Work task: Without the pictures, return each record as it appears.

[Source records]
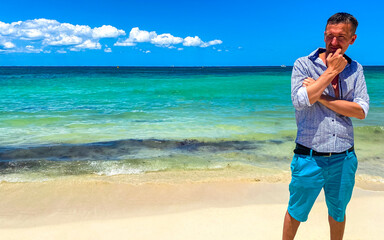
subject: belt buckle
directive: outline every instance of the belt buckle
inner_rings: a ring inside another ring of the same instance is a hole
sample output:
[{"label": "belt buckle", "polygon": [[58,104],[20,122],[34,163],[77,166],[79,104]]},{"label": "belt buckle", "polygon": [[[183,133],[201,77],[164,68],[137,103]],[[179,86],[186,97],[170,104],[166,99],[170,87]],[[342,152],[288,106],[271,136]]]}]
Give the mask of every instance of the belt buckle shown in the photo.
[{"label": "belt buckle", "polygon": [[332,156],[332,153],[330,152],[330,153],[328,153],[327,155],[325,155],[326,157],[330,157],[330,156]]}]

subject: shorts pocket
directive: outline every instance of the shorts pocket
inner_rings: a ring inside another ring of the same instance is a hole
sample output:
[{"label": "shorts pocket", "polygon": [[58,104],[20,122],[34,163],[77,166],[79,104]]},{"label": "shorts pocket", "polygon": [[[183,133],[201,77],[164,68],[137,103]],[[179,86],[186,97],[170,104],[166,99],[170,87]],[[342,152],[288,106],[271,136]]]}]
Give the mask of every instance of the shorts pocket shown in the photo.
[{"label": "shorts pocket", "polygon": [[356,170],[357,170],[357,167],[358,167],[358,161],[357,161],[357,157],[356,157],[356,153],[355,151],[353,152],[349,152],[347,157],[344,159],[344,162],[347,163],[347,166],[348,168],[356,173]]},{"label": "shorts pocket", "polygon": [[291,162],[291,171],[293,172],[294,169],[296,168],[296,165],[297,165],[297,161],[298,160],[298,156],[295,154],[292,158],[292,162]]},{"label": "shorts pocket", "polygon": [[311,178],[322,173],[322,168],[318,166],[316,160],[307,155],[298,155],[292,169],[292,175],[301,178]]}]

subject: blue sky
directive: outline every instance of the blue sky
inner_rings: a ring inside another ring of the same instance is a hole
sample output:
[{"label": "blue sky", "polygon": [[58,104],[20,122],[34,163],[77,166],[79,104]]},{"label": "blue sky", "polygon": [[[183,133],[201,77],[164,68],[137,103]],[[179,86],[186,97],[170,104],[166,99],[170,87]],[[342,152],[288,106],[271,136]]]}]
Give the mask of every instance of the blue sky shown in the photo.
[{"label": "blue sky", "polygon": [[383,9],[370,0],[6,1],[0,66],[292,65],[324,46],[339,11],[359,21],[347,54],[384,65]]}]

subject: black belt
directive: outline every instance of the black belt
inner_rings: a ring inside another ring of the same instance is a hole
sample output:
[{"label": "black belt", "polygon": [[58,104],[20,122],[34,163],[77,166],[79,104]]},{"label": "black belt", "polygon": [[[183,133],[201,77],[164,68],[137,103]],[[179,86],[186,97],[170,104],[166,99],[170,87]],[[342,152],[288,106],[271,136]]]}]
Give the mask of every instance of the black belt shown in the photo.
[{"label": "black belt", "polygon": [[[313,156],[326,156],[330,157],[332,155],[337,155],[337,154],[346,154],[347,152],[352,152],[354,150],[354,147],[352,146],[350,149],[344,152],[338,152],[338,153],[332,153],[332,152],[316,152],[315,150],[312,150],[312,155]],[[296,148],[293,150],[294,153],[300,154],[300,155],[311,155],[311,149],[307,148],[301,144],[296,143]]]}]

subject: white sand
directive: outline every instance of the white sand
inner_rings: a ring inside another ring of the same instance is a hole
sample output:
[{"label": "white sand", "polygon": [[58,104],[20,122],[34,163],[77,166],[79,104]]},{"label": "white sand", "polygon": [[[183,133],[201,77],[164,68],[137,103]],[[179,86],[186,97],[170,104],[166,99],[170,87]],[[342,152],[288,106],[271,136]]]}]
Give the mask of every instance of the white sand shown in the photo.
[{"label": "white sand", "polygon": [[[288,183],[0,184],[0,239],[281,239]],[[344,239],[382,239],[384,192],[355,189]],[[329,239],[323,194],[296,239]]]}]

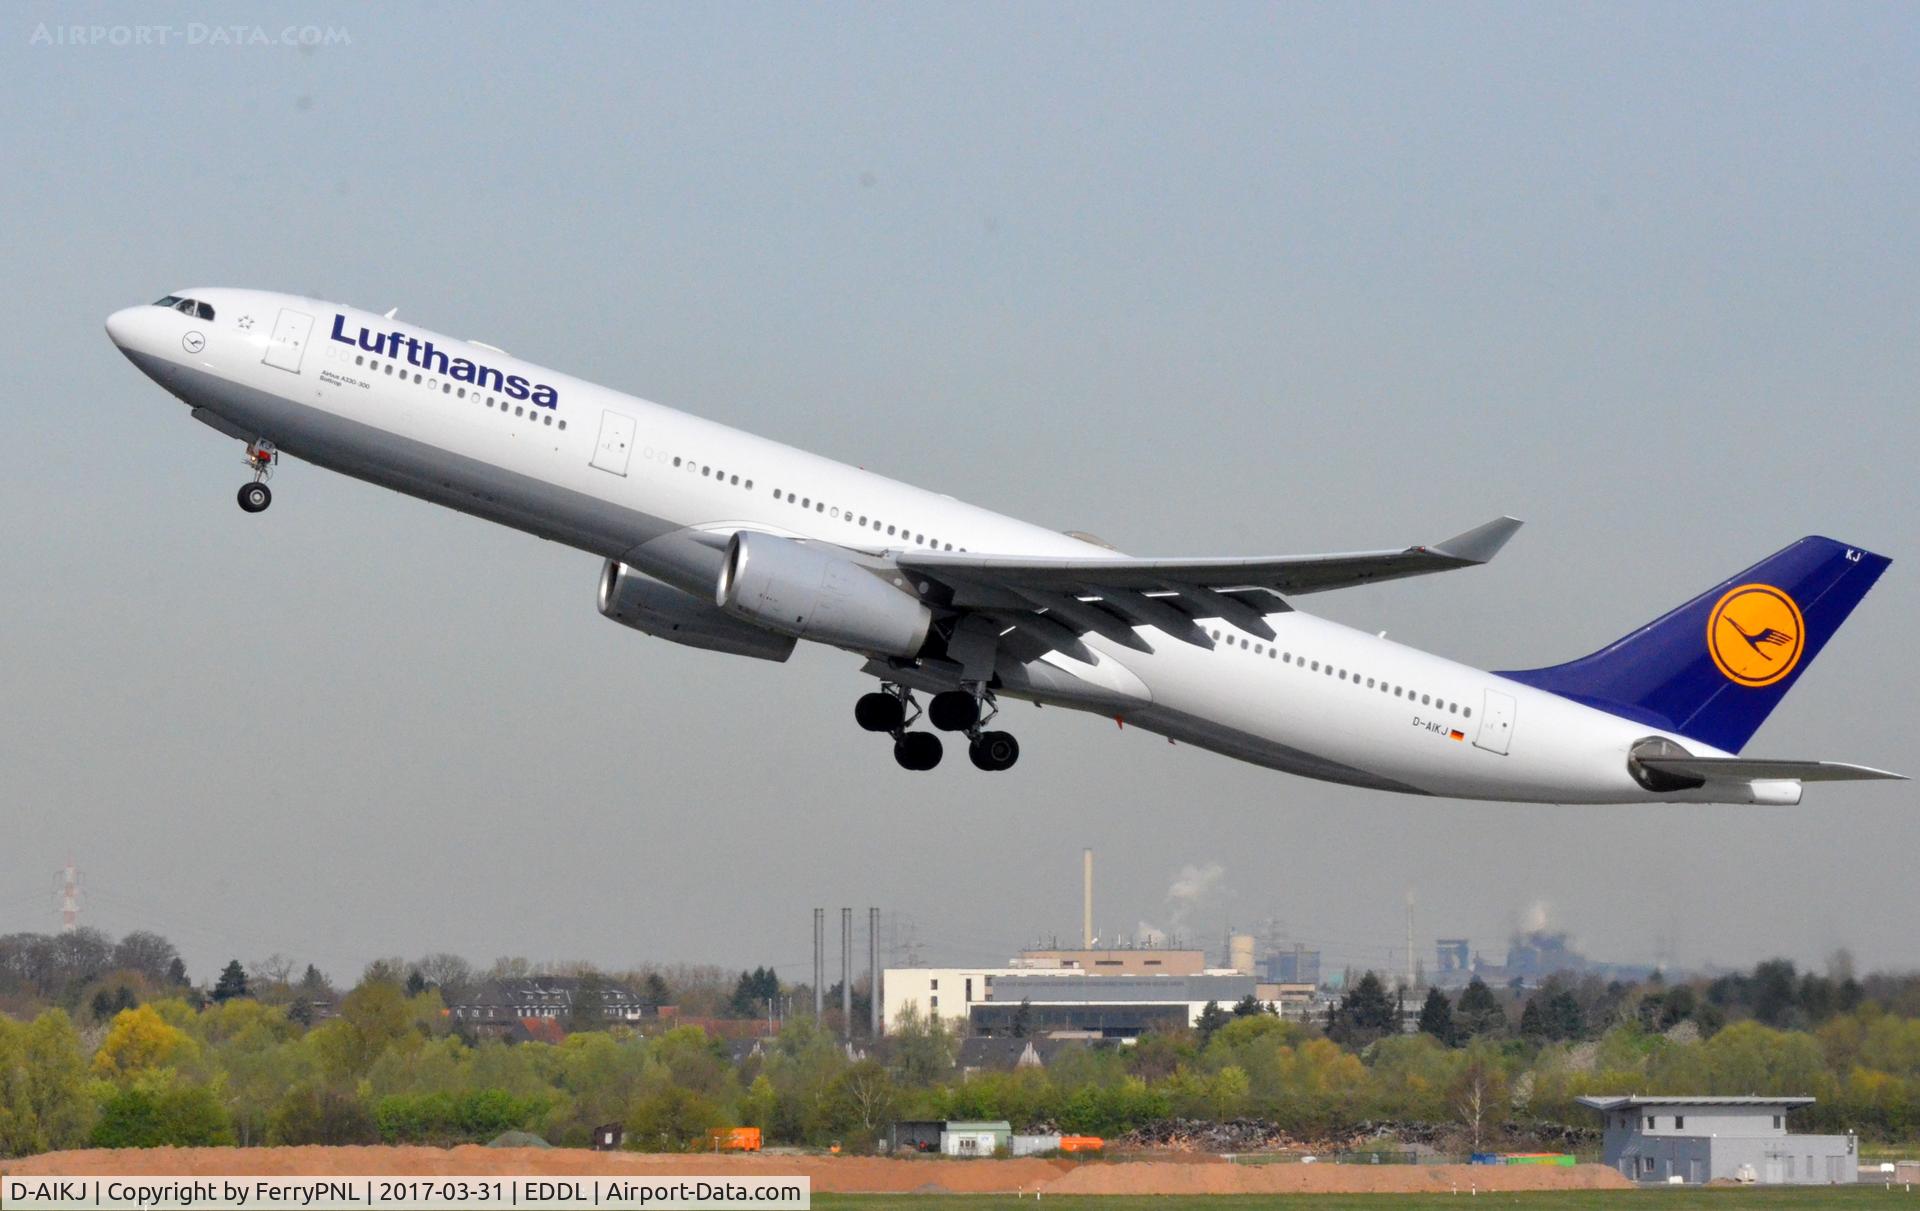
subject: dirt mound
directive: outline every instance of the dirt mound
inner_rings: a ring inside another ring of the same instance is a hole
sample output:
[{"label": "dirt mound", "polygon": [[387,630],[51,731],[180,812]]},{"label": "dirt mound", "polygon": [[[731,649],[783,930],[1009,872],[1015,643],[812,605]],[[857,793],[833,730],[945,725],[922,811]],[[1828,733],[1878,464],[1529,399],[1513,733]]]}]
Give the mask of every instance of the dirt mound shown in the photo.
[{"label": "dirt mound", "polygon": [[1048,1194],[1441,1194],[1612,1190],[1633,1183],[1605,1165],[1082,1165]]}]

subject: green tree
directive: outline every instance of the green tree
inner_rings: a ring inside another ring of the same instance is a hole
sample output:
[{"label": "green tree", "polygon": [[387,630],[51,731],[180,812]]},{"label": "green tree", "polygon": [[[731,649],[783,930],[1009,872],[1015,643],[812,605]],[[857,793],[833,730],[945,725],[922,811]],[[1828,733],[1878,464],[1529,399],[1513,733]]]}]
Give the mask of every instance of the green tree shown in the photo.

Output of the task:
subject: belt buckle
directive: outline every instance of the belt buckle
inner_rings: a ring inside another ring of the same instance is a hole
sample output:
[{"label": "belt buckle", "polygon": [[58,104],[20,122],[34,163],[77,166],[79,104]]},{"label": "belt buckle", "polygon": [[[183,133],[201,77],[164,68],[137,103]],[[179,86],[186,97],[170,104],[166,99],[170,87]],[[342,152],[288,106],[271,136]]]}]
Give the mask of every instance of the belt buckle shown in the photo.
[{"label": "belt buckle", "polygon": [[332,156],[332,153],[330,152],[330,153],[328,153],[327,155],[325,155],[326,157],[330,157],[330,156]]}]

subject: shorts pocket
directive: outline every instance of the shorts pocket
inner_rings: a ring inside another ring of the same instance is a hole
sample output:
[{"label": "shorts pocket", "polygon": [[58,104],[20,122],[34,163],[77,166],[79,104]]},{"label": "shorts pocket", "polygon": [[[183,133],[201,77],[164,68],[137,103]],[[179,86],[186,97],[170,104],[166,99],[170,87]],[[342,152],[288,106],[271,136]]]}]
Give the mask of every instance of the shorts pocket shown in the photo.
[{"label": "shorts pocket", "polygon": [[356,170],[357,170],[357,167],[358,167],[358,161],[357,161],[357,157],[356,157],[356,153],[355,151],[353,152],[349,152],[347,157],[344,159],[344,162],[347,163],[347,166],[348,168],[356,173]]},{"label": "shorts pocket", "polygon": [[291,162],[291,171],[293,172],[294,169],[296,168],[296,165],[297,165],[297,161],[298,160],[298,156],[295,154],[292,158],[292,162]]},{"label": "shorts pocket", "polygon": [[311,178],[322,173],[322,168],[318,166],[316,160],[307,155],[298,155],[292,169],[292,175],[301,178]]}]

subject: blue sky
directive: outline every instance of the blue sky
inner_rings: a ring inside another ring of the same instance is a hole
sample output:
[{"label": "blue sky", "polygon": [[58,104],[20,122],[34,163],[77,166],[79,104]]},{"label": "blue sky", "polygon": [[[183,133],[201,77],[164,68],[137,103]],[[179,86],[186,97],[170,104],[166,99],[170,87]],[[342,152],[288,106],[271,136]]]}]
Give the mask of every instance of the blue sky shown in the photo.
[{"label": "blue sky", "polygon": [[383,9],[370,0],[6,1],[0,66],[292,65],[324,46],[339,11],[359,21],[347,54],[384,65]]}]

subject: black belt
directive: outline every instance of the black belt
inner_rings: a ring inside another ring of the same instance is a hole
sample output:
[{"label": "black belt", "polygon": [[58,104],[20,122],[34,163],[77,166],[79,104]]},{"label": "black belt", "polygon": [[[183,133],[201,77],[164,68],[137,103]],[[179,86],[186,97],[170,104],[166,99],[170,87]],[[342,152],[288,106],[271,136]]]}]
Give the mask of every instance of the black belt shown in the photo.
[{"label": "black belt", "polygon": [[[313,156],[326,156],[330,157],[332,155],[337,155],[337,154],[346,154],[347,152],[352,152],[354,150],[354,147],[352,146],[350,149],[344,152],[338,152],[338,153],[332,153],[332,152],[316,152],[315,150],[312,150],[312,155]],[[296,148],[293,150],[294,153],[300,154],[300,155],[311,155],[311,149],[307,148],[301,144],[296,143]]]}]

subject: white sand
directive: outline every instance of the white sand
inner_rings: a ring inside another ring of the same instance is a hole
sample output:
[{"label": "white sand", "polygon": [[58,104],[20,122],[34,163],[77,166],[79,104]]},{"label": "white sand", "polygon": [[[183,133],[201,77],[164,68],[137,103]],[[179,86],[186,97],[170,104],[166,99],[170,87]],[[342,152],[288,106],[271,136]]]}]
Give the mask of every instance of the white sand shown in the photo.
[{"label": "white sand", "polygon": [[[288,183],[0,184],[0,239],[281,239]],[[344,239],[382,239],[384,192],[355,189]],[[329,239],[323,194],[296,239]]]}]

subject: dirt mound
directive: outline every instance of the dirt mound
inner_rings: a ring inside another ring of the same instance is a hole
sample output:
[{"label": "dirt mound", "polygon": [[387,630],[51,731],[180,812]]},{"label": "dirt mound", "polygon": [[[731,649],[783,930],[1009,872],[1015,643],[812,605]],[[857,793],[833,730],[945,725],[922,811]],[[1828,733],[1878,464],[1529,399],[1513,733]]]}]
Give the mask of every instance of the dirt mound shown in the photo.
[{"label": "dirt mound", "polygon": [[1048,1194],[1441,1194],[1612,1190],[1633,1183],[1605,1165],[1082,1165]]}]

subject: green tree
directive: outline every instance of the green tree
inner_rings: a ring inside another ring of the same instance is a hole
sample output:
[{"label": "green tree", "polygon": [[387,630],[51,731],[180,812]]},{"label": "green tree", "polygon": [[[731,649],[783,930],[1009,872],[1015,643],[812,605]],[[857,793],[833,730],[945,725],[922,811]],[[1828,733],[1878,464],[1529,399],[1513,733]]]}]
Give the mask of every instance of the green tree shown in the photo.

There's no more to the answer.